▶ Instrução
Transcreva o trecho do texto sobre segurança começando em "Essa é uma concepção" e terminando em "não tem segurança.", trocando "pretexto" por "justificativa".

▶ Texto selecionado
======
Contudo, pelo fato de ser quase unânime o reconhecimento dessa necessidade,
muitos passaram a considerar a segurança como um dos objetivos fundamentais da
ordem social.
Essa idéia não coloca a segurança no seu lugar, como instrumento a
serviço do homem para atingir seus objetivos fundamentais, mas é a própria
segurança que se converte em objetivo.
Pior é quando a segurança se transforma em obstáculo à preservação da dignidade
humana. Isso ocorre quando ela passa à condição de objetivo supremo e
primordial ao qual todos devem obedecer, devem ficar subordinados, concebendo a
segurança como um valor em si, colocada acima da moral e do direito, admitido
que todos os valores fundamentais do homem sejam sacrificados desde que haja
segurança.
Essa é uma concepção formalista e estática que subverte a ordem jurídica
e transforma os organismos públicos em instrumentos de coação. A partir daí,
como a prática tem demonstrado, a segurança passa a ser um pretexto para
a violência, o que leva a um paradoxo: onde se exalta demais a segurança, a
sociedade não tem segurança.
O DIREITO PENAL E A SEGURANÇA PROMETIDA
No direito penal é onde mais se sente essa preocupação com segurança.
Isso decorre de uma concepção ultrapassada que tem o direito penal como a
solução para os problemas da violência da sociedade; o remédio para todos os
males, calcado num modelo que prioriza a repressão e institui uma espécie
“Direito Penal do Terror” (criação de um clima de guerra, em que o criminoso é
visto como um inimigo a ser alvejado; sanções penais violentas; discurso penal
marcado pela demagogia; criação de tipos penais sem critério, que não a
necessidade contingente e por vezes falsa, ou tendenciosa, de obter da
população, condutas ou omissão de condutas .
======
▶ Dados fornecidos
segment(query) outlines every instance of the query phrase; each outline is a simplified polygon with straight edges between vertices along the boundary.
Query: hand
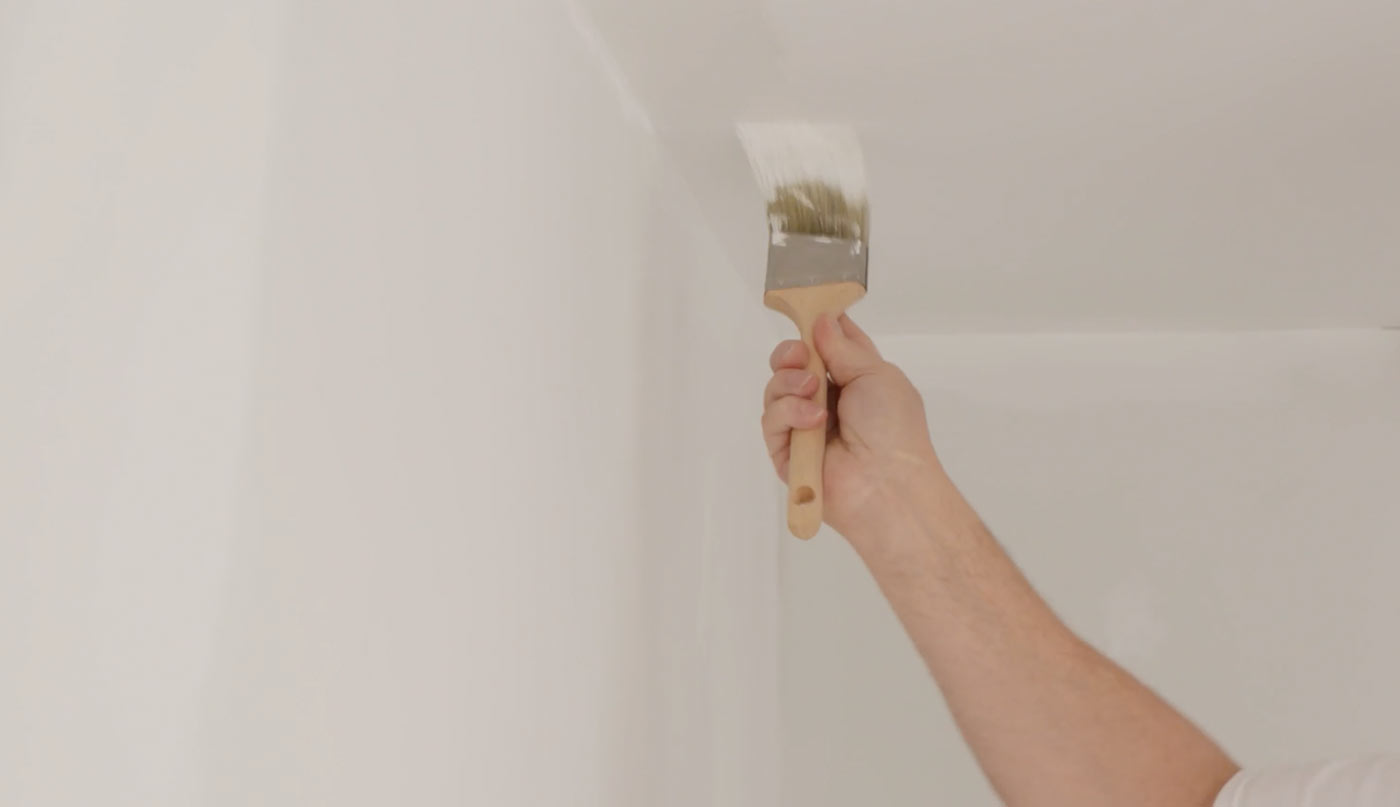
======
▶ Resposta do exercício
Essa é uma concepção formalista e estática que subverte a ordem jurídica
e transforma os organismos públicos em instrumentos de coação. A partir daí,
como a prática tem demonstrado, a segurança passa a ser um justificativa para
a violência, o que leva a um paradoxo: onde se exalta demais a segurança, a
sociedade não tem segurança.